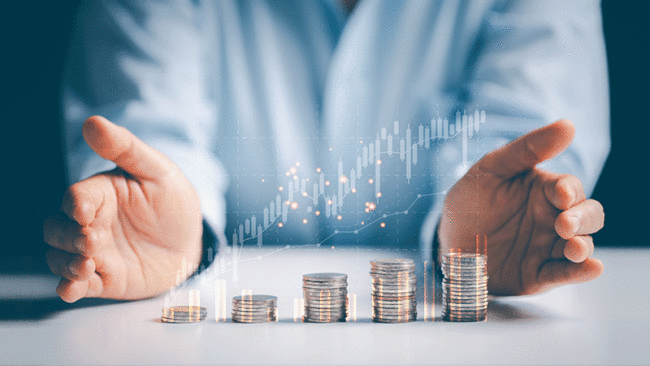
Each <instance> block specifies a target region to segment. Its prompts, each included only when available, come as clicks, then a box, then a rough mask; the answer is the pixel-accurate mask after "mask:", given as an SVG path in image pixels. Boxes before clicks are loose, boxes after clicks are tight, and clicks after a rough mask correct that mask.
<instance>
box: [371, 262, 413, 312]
mask: <svg viewBox="0 0 650 366" xmlns="http://www.w3.org/2000/svg"><path fill="white" fill-rule="evenodd" d="M370 276H372V321H374V322H380V323H404V322H411V321H415V320H416V318H417V301H416V299H415V292H416V287H417V277H415V262H414V261H413V260H410V259H401V258H396V259H381V260H375V261H372V262H370Z"/></svg>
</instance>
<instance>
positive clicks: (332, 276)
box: [302, 273, 348, 323]
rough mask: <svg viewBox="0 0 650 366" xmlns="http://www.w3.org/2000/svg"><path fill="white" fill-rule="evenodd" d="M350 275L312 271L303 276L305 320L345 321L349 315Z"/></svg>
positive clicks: (303, 287)
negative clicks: (348, 290)
mask: <svg viewBox="0 0 650 366" xmlns="http://www.w3.org/2000/svg"><path fill="white" fill-rule="evenodd" d="M347 281H348V275H346V274H343V273H312V274H306V275H304V276H302V291H303V296H304V299H305V315H304V317H303V321H305V322H313V323H331V322H343V321H345V318H347V316H348V303H347V302H348V282H347Z"/></svg>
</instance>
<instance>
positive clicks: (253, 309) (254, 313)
mask: <svg viewBox="0 0 650 366" xmlns="http://www.w3.org/2000/svg"><path fill="white" fill-rule="evenodd" d="M277 313H278V298H277V297H275V296H270V295H242V296H235V297H233V298H232V321H233V322H235V323H268V322H275V321H277Z"/></svg>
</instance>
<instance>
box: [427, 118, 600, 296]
mask: <svg viewBox="0 0 650 366" xmlns="http://www.w3.org/2000/svg"><path fill="white" fill-rule="evenodd" d="M574 134H575V128H574V126H573V124H572V123H571V122H569V121H567V120H560V121H557V122H555V123H553V124H551V125H548V126H545V127H543V128H540V129H538V130H535V131H532V132H530V133H529V134H527V135H525V136H523V137H521V138H519V139H517V140H515V141H513V142H511V143H510V144H508V145H506V146H504V147H502V148H500V149H498V150H496V151H493V152H491V153H489V154H487V155H486V156H485V157H483V158H482V159H481V160H480V161H479V162H477V163H476V164H475V165H474V166H473V167H472V168H471V169H470V170H469V171H468V172H467V174H466V175H465V176H464V177H463V178H461V179H460V180H459V181H458V182H457V183H456V184H455V185H454V187H452V189H451V190H450V191H449V193H448V195H447V197H446V200H445V204H444V211H443V215H442V219H441V222H440V228H439V243H440V248H439V253H440V254H441V255H442V254H444V253H448V252H449V251H450V250H458V249H460V250H461V251H472V249H474V248H475V247H476V235H477V234H486V235H487V241H488V243H487V257H488V275H489V278H490V279H489V281H488V290H489V292H490V293H491V294H493V295H525V294H532V293H536V292H540V291H544V290H546V289H549V288H551V287H554V286H557V285H561V284H569V283H578V282H585V281H590V280H593V279H595V278H597V277H598V276H600V275H601V273H602V272H603V263H602V262H601V261H599V260H598V259H595V258H591V255H592V254H593V252H594V243H593V239H592V237H591V236H590V235H589V234H593V233H595V232H596V231H598V230H600V229H601V228H602V227H603V223H604V218H605V215H604V212H603V207H602V206H601V204H600V203H599V202H597V201H595V200H592V199H589V200H587V199H586V197H585V193H584V190H583V187H582V183H581V182H580V180H579V179H578V178H576V177H575V176H573V175H568V174H557V173H553V172H549V171H544V170H541V169H538V168H536V167H535V165H537V164H539V163H541V162H543V161H545V160H548V159H551V158H553V157H554V156H556V155H558V154H559V153H560V152H562V151H563V150H564V149H566V148H567V147H568V146H569V144H570V143H571V141H572V140H573V136H574Z"/></svg>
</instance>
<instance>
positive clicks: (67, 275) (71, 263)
mask: <svg viewBox="0 0 650 366" xmlns="http://www.w3.org/2000/svg"><path fill="white" fill-rule="evenodd" d="M46 262H47V265H48V266H49V267H50V270H51V271H52V273H54V274H55V275H57V276H59V277H63V278H67V279H69V280H76V281H85V280H88V279H89V278H90V276H91V275H92V274H93V273H95V261H93V260H92V258H87V257H84V256H81V255H76V254H71V253H68V252H64V251H62V250H58V249H50V250H48V251H47V255H46Z"/></svg>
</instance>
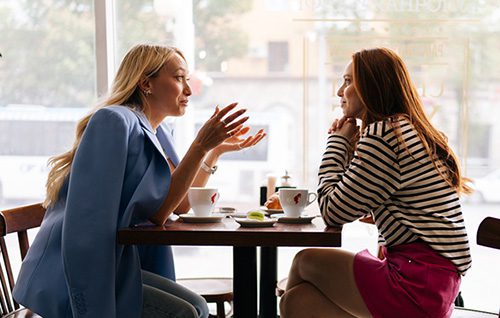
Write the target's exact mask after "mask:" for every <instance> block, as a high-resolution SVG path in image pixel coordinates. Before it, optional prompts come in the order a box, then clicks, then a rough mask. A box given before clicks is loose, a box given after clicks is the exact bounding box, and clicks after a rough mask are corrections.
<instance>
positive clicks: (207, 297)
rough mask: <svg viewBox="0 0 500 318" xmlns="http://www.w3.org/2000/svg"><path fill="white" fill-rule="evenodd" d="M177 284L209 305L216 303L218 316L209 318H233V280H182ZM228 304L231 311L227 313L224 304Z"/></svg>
mask: <svg viewBox="0 0 500 318" xmlns="http://www.w3.org/2000/svg"><path fill="white" fill-rule="evenodd" d="M177 283H179V284H181V285H182V286H184V287H186V288H188V289H190V290H192V291H194V292H195V293H197V294H198V295H201V296H203V298H205V300H206V301H207V303H215V304H216V306H217V315H216V316H214V315H210V316H209V317H217V318H225V317H231V314H232V311H233V310H232V304H233V279H232V278H180V279H177ZM226 302H228V303H229V305H230V307H231V309H230V311H229V312H228V313H226V309H225V306H224V304H225V303H226Z"/></svg>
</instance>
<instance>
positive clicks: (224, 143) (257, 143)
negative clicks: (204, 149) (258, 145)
mask: <svg viewBox="0 0 500 318" xmlns="http://www.w3.org/2000/svg"><path fill="white" fill-rule="evenodd" d="M249 131H250V127H248V126H246V127H243V126H239V127H238V129H237V132H236V133H235V134H234V135H232V136H231V137H229V138H227V139H226V140H224V142H223V143H222V144H220V145H219V146H217V147H216V148H215V149H214V151H216V152H217V153H218V154H219V155H222V154H223V153H226V152H231V151H239V150H242V149H245V148H250V147H253V146H255V145H256V144H258V143H259V142H260V141H261V140H262V139H263V138H264V137H265V136H266V135H267V134H266V133H265V132H264V129H260V130H259V131H258V132H257V133H256V134H255V135H251V136H248V137H246V138H244V137H243V136H244V135H245V134H246V133H248V132H249Z"/></svg>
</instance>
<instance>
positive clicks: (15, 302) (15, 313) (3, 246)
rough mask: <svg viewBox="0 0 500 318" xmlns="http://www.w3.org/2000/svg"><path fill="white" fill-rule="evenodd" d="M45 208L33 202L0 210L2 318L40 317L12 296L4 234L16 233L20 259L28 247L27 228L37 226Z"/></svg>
mask: <svg viewBox="0 0 500 318" xmlns="http://www.w3.org/2000/svg"><path fill="white" fill-rule="evenodd" d="M44 215H45V209H44V208H43V207H42V205H41V204H33V205H28V206H23V207H19V208H14V209H9V210H3V211H0V235H1V236H0V252H1V253H2V259H0V282H1V284H2V292H1V293H0V302H1V311H0V317H2V318H41V317H40V316H38V315H36V314H34V313H32V312H31V311H30V310H28V309H26V308H20V307H19V304H17V303H16V302H15V301H14V299H13V298H12V289H13V288H14V275H13V272H12V267H11V264H10V259H9V253H8V251H7V245H6V243H5V236H6V235H7V234H11V233H17V238H18V242H19V251H20V255H21V260H22V259H24V257H25V256H26V253H27V252H28V248H29V241H28V232H27V230H29V229H32V228H36V227H39V226H40V224H41V223H42V219H43V216H44Z"/></svg>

---

• **PROBLEM DETAILS**: None of the pictures should be carried over when the data above is transcribed exactly.

• **RESULT OF THIS TASK**:
Each <instance> block specifies a target region to segment. Its prompts, each included only when available, come as clicks, then a box, then a rough mask; the answer is the pixel-accurate mask after "mask:", given as an SVG path in image pixels. Boxes before clicks are loose, boxes after clicks are tight, and clicks after a rough mask correct that mask.
<instance>
box: [371, 262, 413, 312]
mask: <svg viewBox="0 0 650 366" xmlns="http://www.w3.org/2000/svg"><path fill="white" fill-rule="evenodd" d="M370 276H372V321H374V322H380V323H404V322H411V321H415V320H416V318H417V301H416V299H415V292H416V287H417V277H415V262H414V261H413V260H410V259H401V258H396V259H381V260H375V261H372V262H370Z"/></svg>
</instance>
<instance>
positive clicks: (332, 276)
box: [302, 273, 348, 323]
rough mask: <svg viewBox="0 0 650 366" xmlns="http://www.w3.org/2000/svg"><path fill="white" fill-rule="evenodd" d="M350 275L312 271L303 276L305 320L345 321L349 315Z"/></svg>
positive clicks: (303, 287)
negative clicks: (348, 290)
mask: <svg viewBox="0 0 650 366" xmlns="http://www.w3.org/2000/svg"><path fill="white" fill-rule="evenodd" d="M347 281H348V275H346V274H343V273H312V274H306V275H304V276H302V291H303V296H304V299H305V315H304V317H303V321H305V322H313V323H331V322H343V321H345V318H347V316H348V303H347V302H348V282H347Z"/></svg>
</instance>
<instance>
positive clicks: (253, 309) (254, 313)
mask: <svg viewBox="0 0 650 366" xmlns="http://www.w3.org/2000/svg"><path fill="white" fill-rule="evenodd" d="M277 313H278V298H277V297H275V296H270V295H242V296H235V297H233V298H232V321H233V322H235V323H268V322H275V321H277Z"/></svg>
</instance>
<instance>
box: [427, 118, 600, 296]
mask: <svg viewBox="0 0 650 366" xmlns="http://www.w3.org/2000/svg"><path fill="white" fill-rule="evenodd" d="M574 134H575V128H574V126H573V124H572V123H571V122H569V121H567V120H560V121H557V122H555V123H553V124H551V125H548V126H545V127H543V128H540V129H538V130H535V131H532V132H530V133H529V134H527V135H525V136H523V137H521V138H519V139H517V140H515V141H513V142H511V143H510V144H508V145H506V146H504V147H502V148H500V149H498V150H496V151H493V152H491V153H489V154H487V155H486V156H485V157H483V158H482V159H481V160H480V161H479V162H477V163H476V164H475V165H474V166H473V167H472V168H471V169H470V170H469V171H468V172H467V174H466V175H465V176H464V177H463V178H461V179H460V180H459V181H458V182H457V183H456V184H455V185H454V187H452V189H451V190H450V191H449V193H448V195H447V197H446V200H445V204H444V211H443V215H442V219H441V222H440V228H439V243H440V248H439V253H440V254H441V255H442V254H444V253H448V252H449V251H450V250H458V249H460V250H461V251H472V249H474V248H475V247H476V235H477V234H486V235H487V241H488V243H487V257H488V275H489V278H490V279H489V281H488V290H489V292H490V293H491V294H493V295H525V294H532V293H536V292H540V291H544V290H546V289H549V288H551V287H554V286H557V285H561V284H569V283H578V282H585V281H590V280H593V279H595V278H597V277H598V276H600V275H601V273H602V272H603V263H602V262H601V261H599V260H598V259H595V258H591V255H592V254H593V252H594V243H593V239H592V237H591V236H590V235H589V234H593V233H595V232H596V231H598V230H600V229H601V228H602V227H603V223H604V218H605V215H604V212H603V207H602V206H601V204H600V203H599V202H597V201H595V200H592V199H589V200H587V199H586V197H585V193H584V190H583V187H582V183H581V182H580V180H579V179H578V178H576V177H575V176H573V175H568V174H557V173H553V172H549V171H544V170H541V169H538V168H536V167H535V165H537V164H539V163H541V162H543V161H545V160H548V159H551V158H553V157H554V156H556V155H558V154H559V153H560V152H562V151H563V150H564V149H566V148H567V147H568V146H569V144H570V143H571V141H572V140H573V136H574Z"/></svg>
</instance>
<instance>
positive clicks: (67, 275) (71, 263)
mask: <svg viewBox="0 0 650 366" xmlns="http://www.w3.org/2000/svg"><path fill="white" fill-rule="evenodd" d="M46 262H47V265H48V266H49V267H50V270H51V271H52V273H54V274H55V275H57V276H59V277H63V278H67V279H69V280H76V281H85V280H88V279H89V278H90V276H91V275H92V274H93V273H95V261H93V260H92V258H87V257H84V256H81V255H76V254H71V253H68V252H64V251H62V250H58V249H50V250H48V251H47V255H46Z"/></svg>
</instance>
Write the target's exact mask after "mask:" for every <instance> block, as a high-resolution SVG path in image pixel coordinates. Before it, optional prompts come in the order a box, then clicks, then a rough mask. A box given before clicks is loose, a box given after clicks is the exact bounding box, and clicks after a rough mask are corrections.
<instance>
positive clicks: (207, 297)
rough mask: <svg viewBox="0 0 500 318" xmlns="http://www.w3.org/2000/svg"><path fill="white" fill-rule="evenodd" d="M177 284L209 305L216 303L218 316L209 318H233V280H182ZM228 304L231 311L227 313L224 304Z"/></svg>
mask: <svg viewBox="0 0 500 318" xmlns="http://www.w3.org/2000/svg"><path fill="white" fill-rule="evenodd" d="M177 283H179V284H181V285H182V286H184V287H186V288H188V289H190V290H192V291H194V292H195V293H197V294H198V295H201V296H203V298H205V300H206V301H207V303H215V304H216V306H217V315H216V316H214V315H210V316H209V317H217V318H225V317H231V314H232V311H233V310H232V304H233V279H232V278H180V279H177ZM226 302H228V303H229V305H230V307H231V309H230V311H229V312H228V313H226V309H225V306H224V304H225V303H226Z"/></svg>
</instance>
<instance>
positive clicks: (224, 143) (257, 143)
negative clicks: (204, 149) (258, 145)
mask: <svg viewBox="0 0 500 318" xmlns="http://www.w3.org/2000/svg"><path fill="white" fill-rule="evenodd" d="M249 131H250V127H248V126H246V127H243V126H239V127H238V129H237V132H236V133H235V134H234V135H232V136H231V137H229V138H227V139H226V140H224V142H223V143H222V144H220V145H219V146H217V147H216V148H215V149H214V151H216V152H217V153H218V154H219V155H222V154H223V153H226V152H231V151H239V150H242V149H245V148H250V147H253V146H255V145H256V144H258V143H259V142H260V141H261V140H262V139H263V138H264V137H265V136H266V135H267V134H266V133H265V132H264V129H260V130H259V131H258V132H257V133H256V134H255V135H251V136H248V137H246V138H244V137H243V136H244V135H245V134H246V133H248V132H249Z"/></svg>
</instance>
<instance>
positive clicks: (15, 302) (15, 313) (3, 246)
rough mask: <svg viewBox="0 0 500 318" xmlns="http://www.w3.org/2000/svg"><path fill="white" fill-rule="evenodd" d="M45 208L33 202L0 210L2 318L40 317L12 296L4 234L16 233L20 259L28 247L27 228L37 226Z"/></svg>
mask: <svg viewBox="0 0 500 318" xmlns="http://www.w3.org/2000/svg"><path fill="white" fill-rule="evenodd" d="M44 215H45V209H44V208H43V207H42V205H41V204H33V205H28V206H23V207H19V208H14V209H9V210H3V211H0V235H1V236H0V252H1V253H2V259H0V282H1V284H2V292H1V293H0V302H1V311H0V317H2V318H41V317H40V316H38V315H36V314H34V313H32V312H31V311H30V310H28V309H26V308H20V307H19V304H17V303H16V302H15V301H14V299H13V298H12V289H13V288H14V275H13V272H12V267H11V264H10V259H9V253H8V251H7V245H6V243H5V236H6V235H7V234H11V233H17V238H18V242H19V251H20V255H21V260H22V259H24V257H25V256H26V253H27V252H28V248H29V241H28V232H27V230H29V229H32V228H36V227H39V226H40V224H41V223H42V219H43V216H44Z"/></svg>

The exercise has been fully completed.